(Problem requirements):
Transcribe the text of these psychoanalysis notes word for word, from "2. There is" down to "traditional and hierarchical.".

Excerpt provided START

Notes
1. Around the fact that the interpersonal point of view was not really invented by Sullivan, but actually “discovered” by him (as it was an already existing point of view that had not previously been sufficiently taken into consideration) centered Stephen Mitchell's important paper “The intrapsychic and the interpersonal: different theories, different domains or historical artifacts?” (Citation1988). For the ways in which Freud himself was able to adopt, in his clinical work, an interpersonal point of view, see Zvi Lothane's paper “Freud and the interpersonal” (Citation1997) and my own book Sullivan revisited – life and work (Conci, Citation2012).
2. There is a further important historical note here. As Raffaela Pagano (Citation2012) suggests in her essay on Borgogno's book, the “depriving family,” what he talks about so much in his work might have also to do not only with his own family of origin, as he openly states in the interview cited above, but also with his own experience as a candidate in Milan, at a time (several years before the above-mentioned “interpersonal turn” of Nissim Momigliano) in which the training offered by the Italian Society was – in some aspects – rather traditional and hierarchical.
3. Here is the way in which Rudnytsky places Borgogno in terms of our contemporary psychoanalytic landscape: “As the intellectual leader of the eclectic band of intrepid Ferenczians, we find in Borgogno a confluence of the ‘Italian school’ inspired by Bion that is gaining increasing prominence in contemporary psychoanalysis and the London-based Independent tradition that runs through Winnicott to, in Borgogno's felicitous phrase, such ‘founders of future discursiveness’ as Christopher Bollas, Thomas Ogden, and Michael Parsons” (Rudnytsky, p.XIV).

Excerpt provided END
Dataset records START

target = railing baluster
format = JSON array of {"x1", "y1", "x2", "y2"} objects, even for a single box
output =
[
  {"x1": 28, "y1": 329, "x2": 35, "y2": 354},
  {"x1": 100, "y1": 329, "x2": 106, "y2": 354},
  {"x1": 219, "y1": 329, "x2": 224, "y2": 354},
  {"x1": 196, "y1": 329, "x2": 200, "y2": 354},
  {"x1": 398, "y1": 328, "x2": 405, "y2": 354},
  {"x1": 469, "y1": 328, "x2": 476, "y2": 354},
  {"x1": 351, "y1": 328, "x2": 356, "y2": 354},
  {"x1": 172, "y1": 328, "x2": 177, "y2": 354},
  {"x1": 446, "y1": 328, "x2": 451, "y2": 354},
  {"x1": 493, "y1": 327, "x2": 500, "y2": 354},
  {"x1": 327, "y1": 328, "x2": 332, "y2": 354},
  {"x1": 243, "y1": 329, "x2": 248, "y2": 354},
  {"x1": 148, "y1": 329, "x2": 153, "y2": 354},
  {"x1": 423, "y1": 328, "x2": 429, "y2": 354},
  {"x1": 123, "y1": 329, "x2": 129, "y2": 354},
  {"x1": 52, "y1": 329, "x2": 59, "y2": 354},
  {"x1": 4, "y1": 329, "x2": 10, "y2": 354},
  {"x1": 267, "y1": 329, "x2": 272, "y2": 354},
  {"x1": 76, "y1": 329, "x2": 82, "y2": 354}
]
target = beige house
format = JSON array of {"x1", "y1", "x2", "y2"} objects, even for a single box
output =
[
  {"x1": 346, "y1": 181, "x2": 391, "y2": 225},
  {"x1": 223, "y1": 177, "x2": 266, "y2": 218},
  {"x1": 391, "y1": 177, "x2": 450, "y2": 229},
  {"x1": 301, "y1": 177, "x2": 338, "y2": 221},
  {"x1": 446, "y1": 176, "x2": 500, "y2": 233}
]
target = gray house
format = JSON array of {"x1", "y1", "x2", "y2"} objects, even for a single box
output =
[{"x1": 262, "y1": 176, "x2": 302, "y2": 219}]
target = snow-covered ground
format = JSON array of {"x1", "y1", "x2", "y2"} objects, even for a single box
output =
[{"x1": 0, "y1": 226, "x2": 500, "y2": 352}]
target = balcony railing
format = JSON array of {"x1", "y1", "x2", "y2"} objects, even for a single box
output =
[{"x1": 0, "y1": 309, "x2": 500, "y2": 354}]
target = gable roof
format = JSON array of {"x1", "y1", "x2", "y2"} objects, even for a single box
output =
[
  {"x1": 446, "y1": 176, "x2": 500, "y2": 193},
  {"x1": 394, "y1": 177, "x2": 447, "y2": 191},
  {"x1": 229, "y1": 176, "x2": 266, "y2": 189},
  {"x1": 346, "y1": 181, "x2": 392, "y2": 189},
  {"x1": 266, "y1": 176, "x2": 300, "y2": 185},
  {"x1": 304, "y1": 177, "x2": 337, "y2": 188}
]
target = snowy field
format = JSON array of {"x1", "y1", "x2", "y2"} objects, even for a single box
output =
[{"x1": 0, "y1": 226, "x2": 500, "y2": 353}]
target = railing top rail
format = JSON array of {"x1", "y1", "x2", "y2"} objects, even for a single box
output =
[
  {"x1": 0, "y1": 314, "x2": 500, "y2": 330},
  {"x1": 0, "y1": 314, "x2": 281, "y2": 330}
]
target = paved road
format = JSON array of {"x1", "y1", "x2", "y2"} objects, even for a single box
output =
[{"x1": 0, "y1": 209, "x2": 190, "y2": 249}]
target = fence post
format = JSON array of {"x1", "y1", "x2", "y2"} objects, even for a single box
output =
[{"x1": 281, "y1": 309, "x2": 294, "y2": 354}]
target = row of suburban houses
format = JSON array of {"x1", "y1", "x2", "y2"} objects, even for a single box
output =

Dataset records END

(Problem solution):
2. There is a further important historical note here. As Raffaela Pagano (Citation2012) suggests in her essay on Borgogno's book, the “depriving family,” what he talks about so much in his work might have also to do not only with his own family of origin, as he openly states in the interview cited above, but also with his own experience as a candidate in Milan, at a time (several years before the above-mentioned “interpersonal turn” of Nissim Momigliano) in which the training offered by the Italian Society was – in some aspects – rather traditional and hierarchical.